Задание A ->
Соберите все строки записей, в которых встречается слово «tall».

Отрывок текста ->

Главная страница ИД «Первого сентября»Главная страница газеты «Первое сентября»Содержание №75/2003

Четвертая тетрадь. Идеи. Судьбы. Времена

ИДЕИ И ПРИСТРАСТИЯ 
О ЧТЕНИИ 

Николай КРЫЩУК
С.-Петербург

«Моя мечта чрезмерностью слаба»

Почему в детстве тесно и одиноко

Когда, на манер Мандельштама – «Все думаешь, к чему бы приохотиться/ Посереди хлопушек и шутих», в который уже раз в жизни рука тянется к книжной полке. Хотя все реже читаю новое, больше перечитываю.
В детстве и особенно в юности – другое дело. Тогда, как заметил Уайлдер, «нас формируют посулы воображения». Не родители, замечу, не школа, не компания сверстников даже, не век железный – воображение.
А толчок, направление и объем этому воображению дают книги. Без них оно так и крутилось бы в кольце зародышевых страстей, холода, сытного сна, глобальных неудач, обид, войны самолюбий, детских ласк, тотального одиночества и непонимания.
Вкус первого понимания даже самые отверженные и необщительные из нас узнают из книги. Но открываем, вернее, слушаем ее поначалу все же не поэтому. К речи тянемся, к новорожденному языку.
Душа хоть еще и комочком, но имеет уже свою связь с безбрежным. Возможно, сказывается память и опыт жизни до бытия. С этим миром контакта еще нет, а и с тем заканчивается. Чувствуешь себя иностранцем. Тот язык тепла и влаги понятен только матери, этому, звуковому, еще не научился. Все вокруг передразнивает и смеется. До чего рукой не дотянулся, считай, не знакомы, а значит, как бы и не поговорили.

(Блок данных)
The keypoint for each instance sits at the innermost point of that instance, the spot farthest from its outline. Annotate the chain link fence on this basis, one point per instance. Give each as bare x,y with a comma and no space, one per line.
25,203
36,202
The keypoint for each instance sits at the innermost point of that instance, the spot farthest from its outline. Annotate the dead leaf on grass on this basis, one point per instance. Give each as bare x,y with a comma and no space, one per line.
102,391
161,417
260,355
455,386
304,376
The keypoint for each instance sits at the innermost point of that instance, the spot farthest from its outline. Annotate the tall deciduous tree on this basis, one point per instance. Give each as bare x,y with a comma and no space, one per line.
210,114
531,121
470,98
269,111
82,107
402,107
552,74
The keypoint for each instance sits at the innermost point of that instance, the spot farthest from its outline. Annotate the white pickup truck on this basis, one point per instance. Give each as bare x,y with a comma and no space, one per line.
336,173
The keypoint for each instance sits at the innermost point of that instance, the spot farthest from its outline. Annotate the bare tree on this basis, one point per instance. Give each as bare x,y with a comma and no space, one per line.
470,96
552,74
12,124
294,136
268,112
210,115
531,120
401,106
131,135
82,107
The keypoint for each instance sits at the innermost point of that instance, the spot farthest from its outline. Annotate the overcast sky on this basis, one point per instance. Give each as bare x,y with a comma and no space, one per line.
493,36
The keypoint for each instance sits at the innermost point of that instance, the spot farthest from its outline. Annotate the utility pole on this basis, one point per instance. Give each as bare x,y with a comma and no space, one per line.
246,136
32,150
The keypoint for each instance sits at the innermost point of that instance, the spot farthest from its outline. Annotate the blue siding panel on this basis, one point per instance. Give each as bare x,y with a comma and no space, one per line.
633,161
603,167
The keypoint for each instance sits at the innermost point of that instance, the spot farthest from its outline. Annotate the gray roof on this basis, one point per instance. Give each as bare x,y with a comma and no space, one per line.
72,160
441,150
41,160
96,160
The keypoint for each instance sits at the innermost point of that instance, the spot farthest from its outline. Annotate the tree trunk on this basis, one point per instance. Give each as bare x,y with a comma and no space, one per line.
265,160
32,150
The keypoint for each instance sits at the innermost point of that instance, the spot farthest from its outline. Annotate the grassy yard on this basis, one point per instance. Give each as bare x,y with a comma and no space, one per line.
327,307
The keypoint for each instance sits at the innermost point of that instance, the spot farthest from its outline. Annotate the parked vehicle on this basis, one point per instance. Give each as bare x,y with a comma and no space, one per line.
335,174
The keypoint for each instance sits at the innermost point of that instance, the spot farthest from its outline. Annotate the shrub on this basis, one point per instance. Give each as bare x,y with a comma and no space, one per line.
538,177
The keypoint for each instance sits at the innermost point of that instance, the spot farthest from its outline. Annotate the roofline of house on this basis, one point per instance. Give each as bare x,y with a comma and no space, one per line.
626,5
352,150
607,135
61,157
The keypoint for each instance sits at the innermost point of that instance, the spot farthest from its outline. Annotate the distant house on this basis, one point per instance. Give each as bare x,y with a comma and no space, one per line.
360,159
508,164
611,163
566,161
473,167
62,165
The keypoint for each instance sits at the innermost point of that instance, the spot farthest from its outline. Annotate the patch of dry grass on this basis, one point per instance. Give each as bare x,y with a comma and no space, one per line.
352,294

==

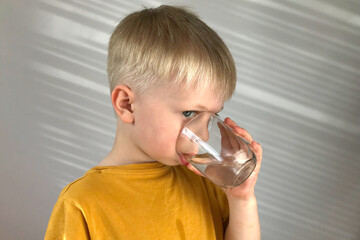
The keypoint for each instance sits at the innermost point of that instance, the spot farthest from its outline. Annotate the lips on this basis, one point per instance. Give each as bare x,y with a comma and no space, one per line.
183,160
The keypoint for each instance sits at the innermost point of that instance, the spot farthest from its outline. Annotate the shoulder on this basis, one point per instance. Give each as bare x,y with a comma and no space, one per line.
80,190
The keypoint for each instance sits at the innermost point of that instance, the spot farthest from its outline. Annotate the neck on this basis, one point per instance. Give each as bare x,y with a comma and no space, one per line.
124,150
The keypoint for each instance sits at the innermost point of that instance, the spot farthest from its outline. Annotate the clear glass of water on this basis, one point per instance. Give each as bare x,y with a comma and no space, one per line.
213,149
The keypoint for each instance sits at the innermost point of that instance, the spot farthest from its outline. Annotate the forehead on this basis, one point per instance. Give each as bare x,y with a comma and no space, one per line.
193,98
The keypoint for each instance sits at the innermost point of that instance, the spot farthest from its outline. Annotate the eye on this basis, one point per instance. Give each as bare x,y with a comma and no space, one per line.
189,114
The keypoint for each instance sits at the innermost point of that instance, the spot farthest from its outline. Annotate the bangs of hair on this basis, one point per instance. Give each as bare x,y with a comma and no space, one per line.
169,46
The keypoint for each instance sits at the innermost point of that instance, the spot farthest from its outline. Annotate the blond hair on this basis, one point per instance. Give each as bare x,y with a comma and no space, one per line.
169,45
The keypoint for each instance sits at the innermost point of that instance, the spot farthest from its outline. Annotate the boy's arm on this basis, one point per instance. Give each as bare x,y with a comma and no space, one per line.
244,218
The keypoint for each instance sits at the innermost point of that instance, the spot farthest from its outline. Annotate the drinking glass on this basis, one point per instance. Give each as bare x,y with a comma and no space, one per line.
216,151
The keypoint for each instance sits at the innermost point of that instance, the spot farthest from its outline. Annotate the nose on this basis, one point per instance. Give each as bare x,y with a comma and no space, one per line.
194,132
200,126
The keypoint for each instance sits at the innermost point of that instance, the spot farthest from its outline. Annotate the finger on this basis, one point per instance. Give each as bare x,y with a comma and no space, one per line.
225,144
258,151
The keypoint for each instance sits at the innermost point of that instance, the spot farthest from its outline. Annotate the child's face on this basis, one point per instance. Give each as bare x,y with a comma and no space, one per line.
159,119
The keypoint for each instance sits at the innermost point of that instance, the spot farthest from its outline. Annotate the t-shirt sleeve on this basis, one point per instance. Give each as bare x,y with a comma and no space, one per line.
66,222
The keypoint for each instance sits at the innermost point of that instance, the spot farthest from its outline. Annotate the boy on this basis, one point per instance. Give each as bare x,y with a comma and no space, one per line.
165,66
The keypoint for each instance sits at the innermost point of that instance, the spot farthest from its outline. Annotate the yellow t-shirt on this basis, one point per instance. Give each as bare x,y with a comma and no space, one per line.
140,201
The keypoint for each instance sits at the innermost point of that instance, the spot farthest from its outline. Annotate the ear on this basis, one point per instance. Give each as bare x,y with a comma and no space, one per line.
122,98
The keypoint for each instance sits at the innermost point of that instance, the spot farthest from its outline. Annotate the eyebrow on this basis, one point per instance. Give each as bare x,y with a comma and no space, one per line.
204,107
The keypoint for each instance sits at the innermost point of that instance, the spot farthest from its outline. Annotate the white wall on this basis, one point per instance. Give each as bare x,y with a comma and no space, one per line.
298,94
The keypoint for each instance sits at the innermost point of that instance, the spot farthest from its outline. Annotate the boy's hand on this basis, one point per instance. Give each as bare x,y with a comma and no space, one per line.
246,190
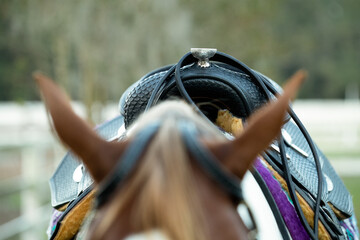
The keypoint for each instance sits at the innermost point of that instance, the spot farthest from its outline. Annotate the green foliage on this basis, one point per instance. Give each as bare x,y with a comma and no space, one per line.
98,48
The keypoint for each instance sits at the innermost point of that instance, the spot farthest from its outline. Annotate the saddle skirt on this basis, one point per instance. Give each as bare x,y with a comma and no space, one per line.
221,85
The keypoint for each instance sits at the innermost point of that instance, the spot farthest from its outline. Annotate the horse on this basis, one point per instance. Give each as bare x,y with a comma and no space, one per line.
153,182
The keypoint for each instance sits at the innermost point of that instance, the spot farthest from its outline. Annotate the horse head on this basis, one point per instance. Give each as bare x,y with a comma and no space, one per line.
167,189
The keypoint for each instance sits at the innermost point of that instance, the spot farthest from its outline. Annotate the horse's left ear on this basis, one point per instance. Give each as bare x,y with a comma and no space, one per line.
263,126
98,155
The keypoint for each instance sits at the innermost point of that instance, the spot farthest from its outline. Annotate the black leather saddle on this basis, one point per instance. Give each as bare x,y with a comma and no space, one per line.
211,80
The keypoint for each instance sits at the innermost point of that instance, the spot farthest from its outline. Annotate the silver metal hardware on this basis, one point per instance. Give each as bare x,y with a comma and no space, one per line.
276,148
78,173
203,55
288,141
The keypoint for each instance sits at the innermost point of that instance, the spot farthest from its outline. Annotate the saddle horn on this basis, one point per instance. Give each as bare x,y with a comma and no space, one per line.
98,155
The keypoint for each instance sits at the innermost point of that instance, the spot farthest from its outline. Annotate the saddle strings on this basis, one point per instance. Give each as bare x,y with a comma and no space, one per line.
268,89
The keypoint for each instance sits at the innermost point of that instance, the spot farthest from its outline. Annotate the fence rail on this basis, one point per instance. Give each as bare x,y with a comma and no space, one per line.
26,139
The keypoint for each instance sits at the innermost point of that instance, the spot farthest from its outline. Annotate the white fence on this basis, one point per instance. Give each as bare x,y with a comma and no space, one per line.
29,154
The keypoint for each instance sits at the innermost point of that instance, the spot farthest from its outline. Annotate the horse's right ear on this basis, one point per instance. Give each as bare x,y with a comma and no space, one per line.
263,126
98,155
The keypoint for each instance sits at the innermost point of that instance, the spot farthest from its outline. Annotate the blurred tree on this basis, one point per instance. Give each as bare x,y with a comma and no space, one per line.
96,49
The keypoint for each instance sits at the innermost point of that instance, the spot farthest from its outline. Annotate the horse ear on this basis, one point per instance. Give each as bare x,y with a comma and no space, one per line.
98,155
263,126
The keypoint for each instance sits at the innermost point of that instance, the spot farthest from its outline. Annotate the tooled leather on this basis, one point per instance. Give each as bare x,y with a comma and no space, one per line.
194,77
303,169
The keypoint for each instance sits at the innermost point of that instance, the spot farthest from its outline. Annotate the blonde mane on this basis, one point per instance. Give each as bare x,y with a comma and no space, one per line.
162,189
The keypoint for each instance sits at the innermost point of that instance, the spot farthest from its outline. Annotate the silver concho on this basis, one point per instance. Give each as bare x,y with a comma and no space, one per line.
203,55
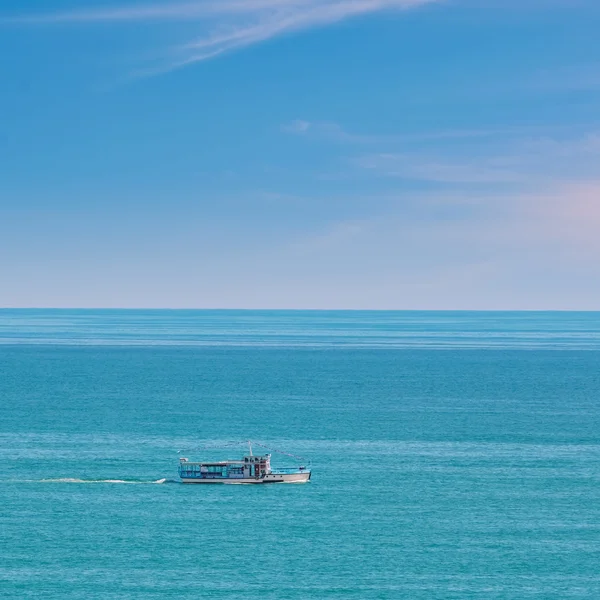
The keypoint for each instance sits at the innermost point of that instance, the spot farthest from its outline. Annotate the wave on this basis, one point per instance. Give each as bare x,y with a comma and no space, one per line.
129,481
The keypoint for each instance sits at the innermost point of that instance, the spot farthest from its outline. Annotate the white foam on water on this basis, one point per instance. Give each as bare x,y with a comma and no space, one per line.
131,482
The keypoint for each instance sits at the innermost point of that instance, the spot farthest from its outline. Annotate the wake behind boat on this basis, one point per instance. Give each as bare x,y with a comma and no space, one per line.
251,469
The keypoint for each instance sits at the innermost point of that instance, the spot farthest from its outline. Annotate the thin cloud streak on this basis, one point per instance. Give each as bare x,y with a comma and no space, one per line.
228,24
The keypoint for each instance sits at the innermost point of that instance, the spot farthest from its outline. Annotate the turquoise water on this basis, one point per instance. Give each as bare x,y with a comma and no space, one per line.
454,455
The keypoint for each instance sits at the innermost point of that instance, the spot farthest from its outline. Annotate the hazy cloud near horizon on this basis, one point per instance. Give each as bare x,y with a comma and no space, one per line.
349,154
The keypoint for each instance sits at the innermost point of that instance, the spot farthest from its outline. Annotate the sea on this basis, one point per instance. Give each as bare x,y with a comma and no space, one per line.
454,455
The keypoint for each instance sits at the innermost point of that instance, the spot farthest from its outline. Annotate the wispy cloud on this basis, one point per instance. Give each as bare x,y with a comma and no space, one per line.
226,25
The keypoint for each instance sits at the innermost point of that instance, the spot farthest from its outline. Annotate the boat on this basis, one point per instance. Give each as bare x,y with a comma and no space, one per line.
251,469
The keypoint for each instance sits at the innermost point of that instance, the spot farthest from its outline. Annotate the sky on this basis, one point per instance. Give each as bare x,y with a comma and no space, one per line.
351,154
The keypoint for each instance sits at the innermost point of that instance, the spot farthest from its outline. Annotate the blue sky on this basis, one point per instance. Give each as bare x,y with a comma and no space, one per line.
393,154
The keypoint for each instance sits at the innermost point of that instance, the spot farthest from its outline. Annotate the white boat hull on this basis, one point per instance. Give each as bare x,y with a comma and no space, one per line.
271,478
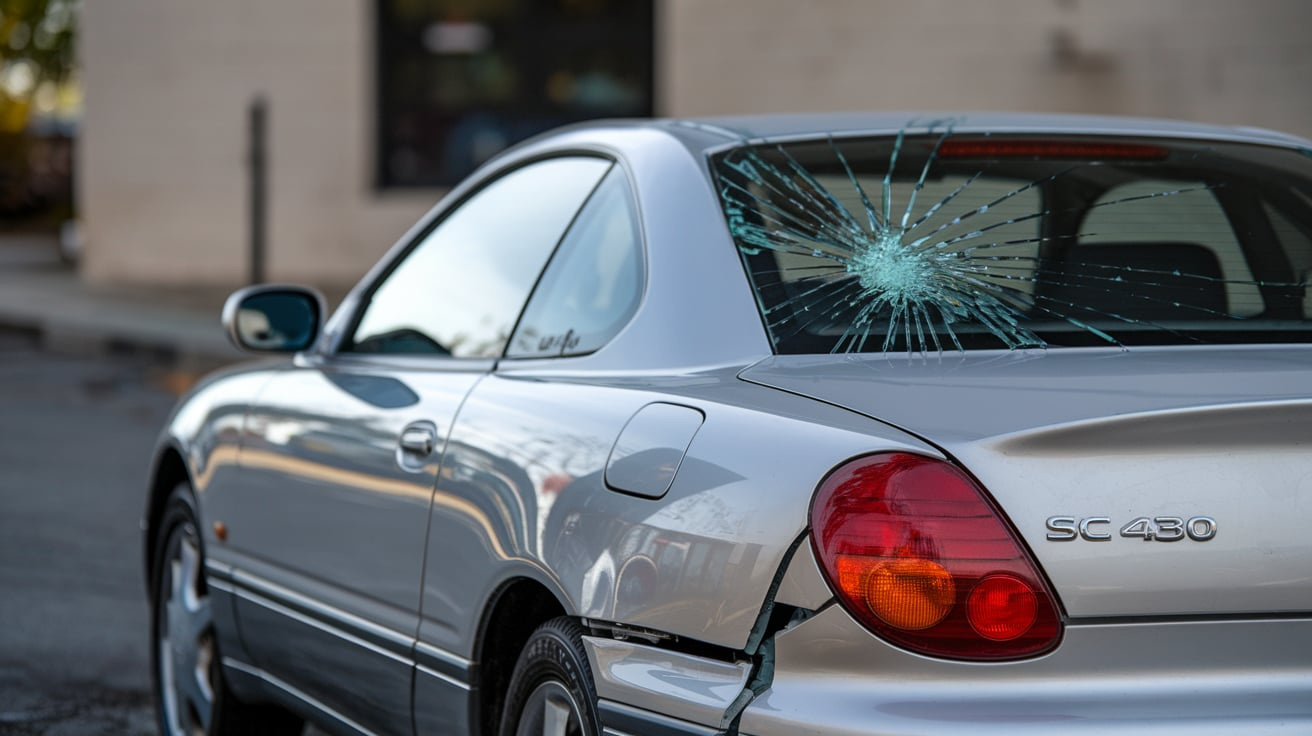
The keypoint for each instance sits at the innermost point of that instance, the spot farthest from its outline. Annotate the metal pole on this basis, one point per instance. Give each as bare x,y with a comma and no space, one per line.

Задание B ->
Процитируйте из текста о чтении кусок, который открывается словами «Вкус первого понимания» и заканчивается словами «и не поговорили.».

Ответ A ->
The keypoint for each instance sits at the innermost point of that instance, the spot farthest from its outline. Annotate the tall deciduous tree on this basis, one point per instance. Give each as bare x,y with a comma and no space, one per line.

Ответ B ->
Вкус первого понимания даже самые отверженные и необщительные из нас узнают из книги. Но открываем, вернее, слушаем ее поначалу все же не поэтому. К речи тянемся, к новорожденному языку.
Душа хоть еще и комочком, но имеет уже свою связь с безбрежным. Возможно, сказывается память и опыт жизни до бытия. С этим миром контакта еще нет, а и с тем заканчивается. Чувствуешь себя иностранцем. Тот язык тепла и влаги понятен только матери, этому, звуковому, еще не научился. Все вокруг передразнивает и смеется. До чего рукой не дотянулся, считай, не знакомы, а значит, как бы и не поговорили.